EXCERPT
● ● ● ● ●

With notation I personally dont really like your use of mods although I understand what you mean. I would write: $U_{n} = n(a+b)/2 + (a-b)/4 + ((a-b)/4)(-1)^{n}$. Now for the generalisation: There are many better mathematicians on this site than me but I will give you my solution, leaving the proof to you (unless you ask me to explain): So, let k be the number of distinct terms (ie. a+b+c+a+b+c.... would be k= 3), n be the number of terms and we also have i where $i \equiv n \pmod{k}$, and also $i \ne {0}$. In this case we will call the distinct numbers $a_{1}$, $a_{2}$, $a_{3}$ etc. instead of a, b, c My formula would be:( $a_{1} \times (2n-i)$ + $a_{2} \times (2n-i)$ + $a_{3} \times (2n-i)$ + ... + $a_{i-1} \times (2n-i)$ + $a_{i} \times (2n-i)$ + $a_{i+1} \times (n-i)$ + $a_{i+2} \times (n-i)$ + $a_{i+3} \times (n-i)$ + ... + $a_{k} \times (n-i)$ ) / k. If $i = 0$ then it is trivial.

● ● ● ● ●

TASKS TO COMPLETE
• A. In the forum post on the alternating sum formula, what does the letter k stand for?
• B. Echo the forum post word for word, starting with "With notation I" and going on through "it is trivial.".
• C. Please carry on the forum post on the alternating sum formula from its final sentence.

Lines of data

● ● ● ● ●

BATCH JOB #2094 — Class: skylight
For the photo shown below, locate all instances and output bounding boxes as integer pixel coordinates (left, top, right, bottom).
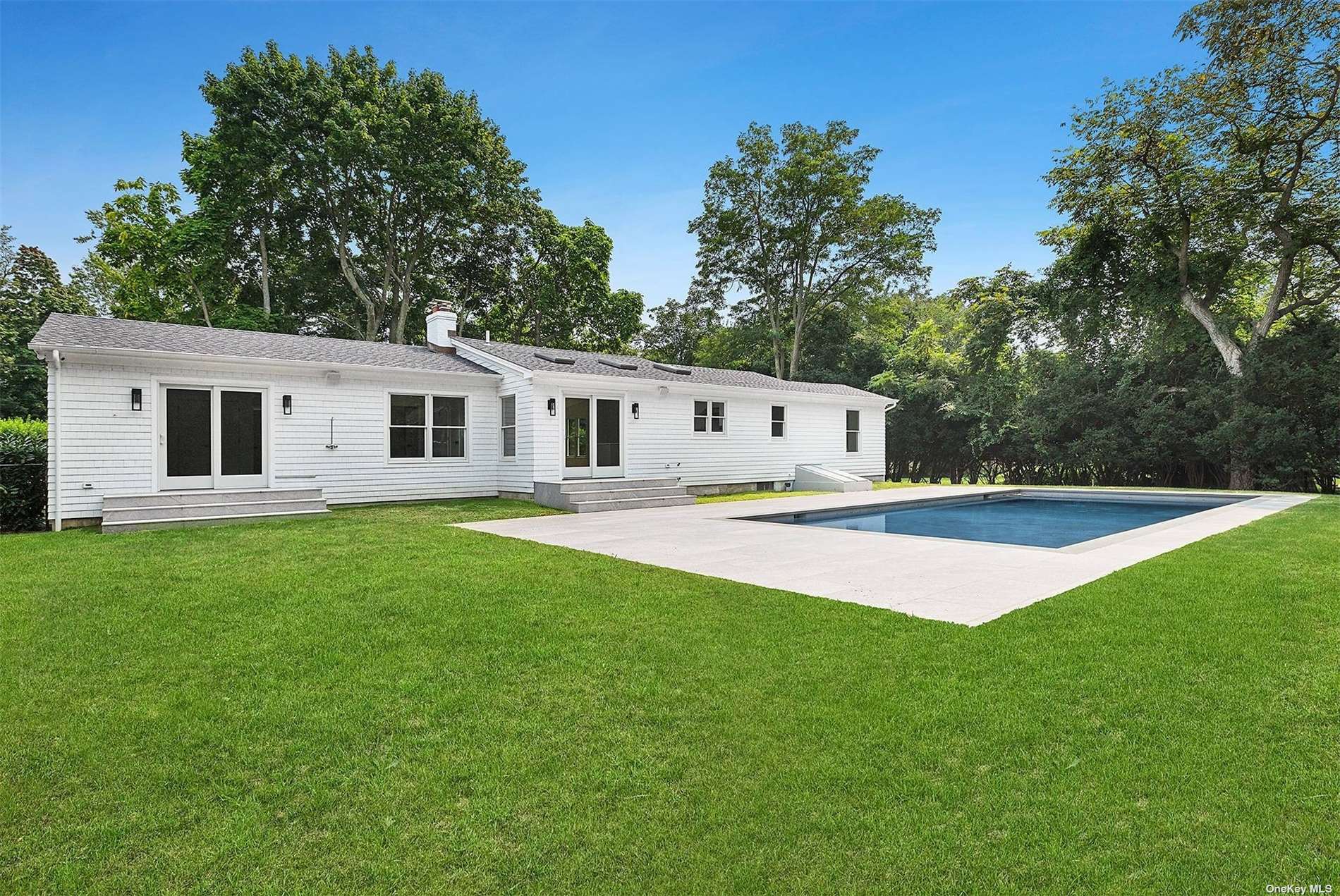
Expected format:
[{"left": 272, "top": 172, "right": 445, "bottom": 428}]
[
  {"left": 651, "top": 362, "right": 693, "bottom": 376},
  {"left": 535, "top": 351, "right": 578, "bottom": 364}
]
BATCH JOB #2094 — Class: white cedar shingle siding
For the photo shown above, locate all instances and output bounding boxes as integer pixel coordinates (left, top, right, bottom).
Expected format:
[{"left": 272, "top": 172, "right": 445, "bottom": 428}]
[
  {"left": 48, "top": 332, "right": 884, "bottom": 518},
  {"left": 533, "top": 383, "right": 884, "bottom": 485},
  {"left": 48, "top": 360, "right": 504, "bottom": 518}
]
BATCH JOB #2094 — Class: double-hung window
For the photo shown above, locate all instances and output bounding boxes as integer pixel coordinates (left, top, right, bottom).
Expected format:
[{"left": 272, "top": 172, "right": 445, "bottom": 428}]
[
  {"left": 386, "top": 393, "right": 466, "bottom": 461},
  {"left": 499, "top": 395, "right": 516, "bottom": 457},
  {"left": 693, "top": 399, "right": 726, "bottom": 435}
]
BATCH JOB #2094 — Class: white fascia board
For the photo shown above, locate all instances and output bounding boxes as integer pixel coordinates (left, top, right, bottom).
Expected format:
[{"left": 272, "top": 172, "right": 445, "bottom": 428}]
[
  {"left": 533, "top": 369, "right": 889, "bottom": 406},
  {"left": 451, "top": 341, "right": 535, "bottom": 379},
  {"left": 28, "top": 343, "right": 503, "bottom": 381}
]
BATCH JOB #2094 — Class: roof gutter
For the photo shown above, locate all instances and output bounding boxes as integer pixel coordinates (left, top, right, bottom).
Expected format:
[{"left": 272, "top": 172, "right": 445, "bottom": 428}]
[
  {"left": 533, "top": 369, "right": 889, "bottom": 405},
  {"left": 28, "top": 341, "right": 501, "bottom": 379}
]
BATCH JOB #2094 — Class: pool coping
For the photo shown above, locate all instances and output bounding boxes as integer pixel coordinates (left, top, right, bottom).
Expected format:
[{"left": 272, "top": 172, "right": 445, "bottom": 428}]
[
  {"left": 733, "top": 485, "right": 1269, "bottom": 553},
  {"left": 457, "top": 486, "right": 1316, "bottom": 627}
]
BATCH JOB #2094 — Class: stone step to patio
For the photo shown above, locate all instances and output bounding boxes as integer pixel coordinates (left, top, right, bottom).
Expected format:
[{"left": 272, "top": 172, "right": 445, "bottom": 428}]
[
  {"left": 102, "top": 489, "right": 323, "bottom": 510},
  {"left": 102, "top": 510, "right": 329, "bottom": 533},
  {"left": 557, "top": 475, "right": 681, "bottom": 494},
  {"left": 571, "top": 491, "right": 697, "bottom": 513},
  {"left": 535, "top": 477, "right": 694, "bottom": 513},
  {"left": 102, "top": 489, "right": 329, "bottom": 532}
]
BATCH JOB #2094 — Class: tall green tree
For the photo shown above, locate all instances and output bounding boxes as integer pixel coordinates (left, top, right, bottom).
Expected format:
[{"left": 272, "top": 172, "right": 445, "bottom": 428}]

● ● ● ● ●

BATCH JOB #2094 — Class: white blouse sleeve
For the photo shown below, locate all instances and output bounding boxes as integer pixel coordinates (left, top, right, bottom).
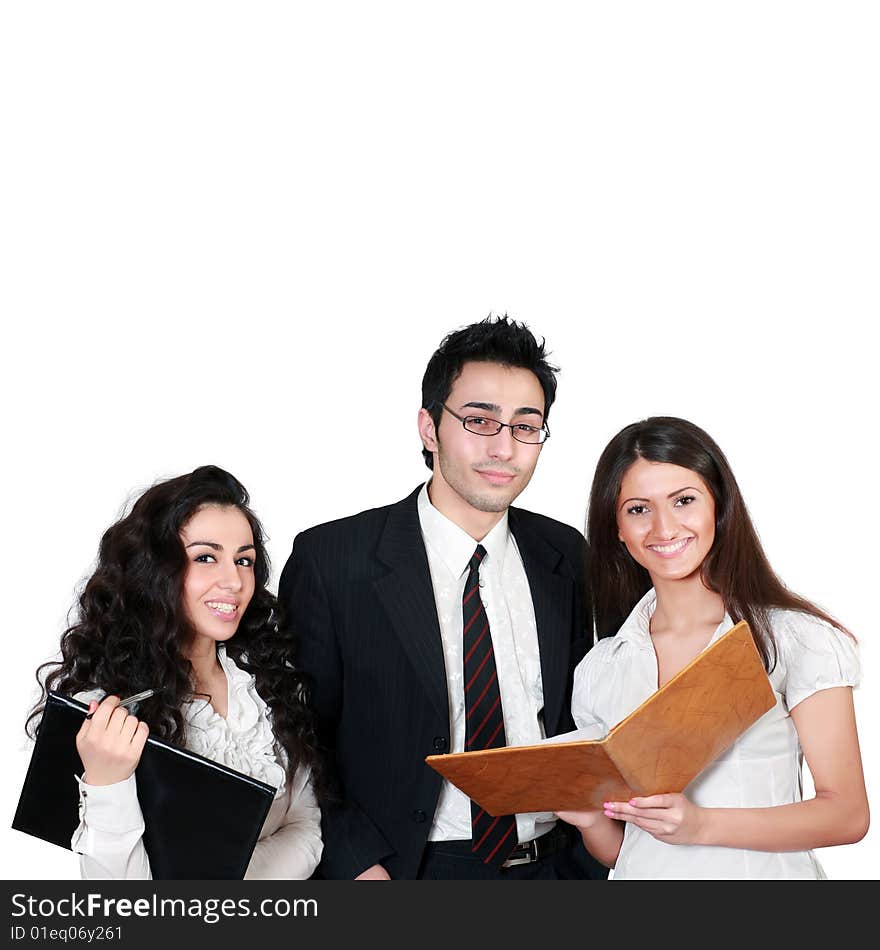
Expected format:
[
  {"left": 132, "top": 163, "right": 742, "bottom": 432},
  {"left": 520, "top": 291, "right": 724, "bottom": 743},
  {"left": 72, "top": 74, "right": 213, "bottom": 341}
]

● ● ● ● ●

RESULTS BY TASK
• A. The number of distinct terms.

• B.
With notation I personally dont really like your use of mods although I understand what you mean. I would write: $U_{n} = n(a+b)/2 + (a-b)/4 + ((a-b)/4)(-1)^{n}$. Now for the generalisation: There are many better mathematicians on this site than me but I will give you my solution, leaving the proof to you (unless you ask me to explain): So, let k be the number of distinct terms (ie. a+b+c+a+b+c.... would be k= 3), n be the number of terms and we also have i where $i \equiv n \pmod{k}$, and also $i \ne {0}$. In this case we will call the distinct numbers $a_{1}$, $a_{2}$, $a_{3}$ etc. instead of a, b, c My formula would be:( $a_{1} \times (2n-i)$ + $a_{2} \times (2n-i)$ + $a_{3} \times (2n-i)$ + ... + $a_{i-1} \times (2n-i)$ + $a_{i} \times (2n-i)$ + $a_{i+1} \times (n-i)$ + $a_{i+2} \times (n-i)$ + $a_{i+3} \times (n-i)$ + ... + $a_{k} \times (n-i)$ ) / k. If $i = 0$ then it is trivial.

• C.
- 6 years ago

I've been looking back over this and realised I made a few errors. First of all, in the case where $k = 2$ it should be $-1^{n+1}$ instead of $-1^{n}$. As for the generalisation, I made a fairly stupid misrake, it should be: ( $a_{1} \times (n+k-i)$ + $a_{2} \times (n+k-i)$ + ... + $a_{i} \times (n+k-i)$ + $a_{i+1} \times (n-i)$ + $a_{i+2} \times (n-i)$ + ... + $a_{k} \times (n-i)$ )/ k

- 6 years ago

I like how you got rid of the mod, and it makes me wonder weather the same sort of thing could be done to get rid of a $- (n(mod k))$ term as i had used it in a general sense, (n,k positive integers, n <= k). I'll post back once I get some real time to go over this if I have any further questions, thanks :)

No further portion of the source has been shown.